# start of TASK INPUT
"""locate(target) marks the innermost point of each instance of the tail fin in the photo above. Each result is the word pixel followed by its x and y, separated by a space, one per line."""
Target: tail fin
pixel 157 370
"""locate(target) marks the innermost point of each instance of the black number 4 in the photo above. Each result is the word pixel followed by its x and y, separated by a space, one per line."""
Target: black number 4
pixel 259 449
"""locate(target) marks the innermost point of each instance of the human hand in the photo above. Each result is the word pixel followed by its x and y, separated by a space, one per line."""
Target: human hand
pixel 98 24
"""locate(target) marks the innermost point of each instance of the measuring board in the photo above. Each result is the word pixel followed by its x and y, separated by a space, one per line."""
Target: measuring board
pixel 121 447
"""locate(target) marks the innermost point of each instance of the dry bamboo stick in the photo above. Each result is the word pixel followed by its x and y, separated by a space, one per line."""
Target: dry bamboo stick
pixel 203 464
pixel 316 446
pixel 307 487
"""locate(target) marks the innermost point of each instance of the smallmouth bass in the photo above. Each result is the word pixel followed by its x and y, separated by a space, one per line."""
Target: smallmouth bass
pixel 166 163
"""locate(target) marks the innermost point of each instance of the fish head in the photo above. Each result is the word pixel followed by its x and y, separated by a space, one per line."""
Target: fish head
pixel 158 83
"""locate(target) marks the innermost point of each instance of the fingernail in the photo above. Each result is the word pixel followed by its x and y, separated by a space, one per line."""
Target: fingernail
# end of TASK INPUT
> **TASK DIRECTIONS**:
Update the listing by changing every "innermost point" to "central point" and keep everything else the same.

> **TASK RESPONSE**:
"""locate(target) marks the central point of each instance of the tail fin in the photo above. Each result is the word pixel followed by its x and y, separated by a space, one per line."""
Target: tail fin
pixel 157 370
"""locate(target) marks the central point of each instance of the black number 4 in the photo above. Each result is the word pixel followed by its x and y, separated by a space, one per line."""
Target: black number 4
pixel 259 449
"""locate(target) marks the central point of each instance of the human hand in the photo above. Each result is the word pixel followed by its x and y, separated by a space, one per line."""
Target: human hand
pixel 98 24
"""locate(target) marks the central point of each instance of the measuring board in the photo above. Each result is the word pixel followed by its x and y, separated by a space, one per line."""
Target: measuring board
pixel 121 447
"""locate(target) marks the central point of each instance of the dry bamboo stick in the photo above. Each result is the word pixel followed by its x and y, separated by a space, one per line."""
Target: dry bamboo stick
pixel 203 464
pixel 316 446
pixel 307 487
"""locate(target) marks the central point of each instance of the smallmouth bass in the photo above. Each result is the word pixel followed by its x and y, separated by a space, one per line."""
Target: smallmouth bass
pixel 166 163
"""locate(target) marks the central point of each instance of the fish head in the photo above. Each result is the word pixel followed by its x and y, separated by a space, one per line."""
Target: fish head
pixel 158 83
"""locate(target) marks the central point of each instance of the fingernail in the photo above. Each result is the word pixel followed by its x and y, separated by a space, one per line."""
Target: fingernail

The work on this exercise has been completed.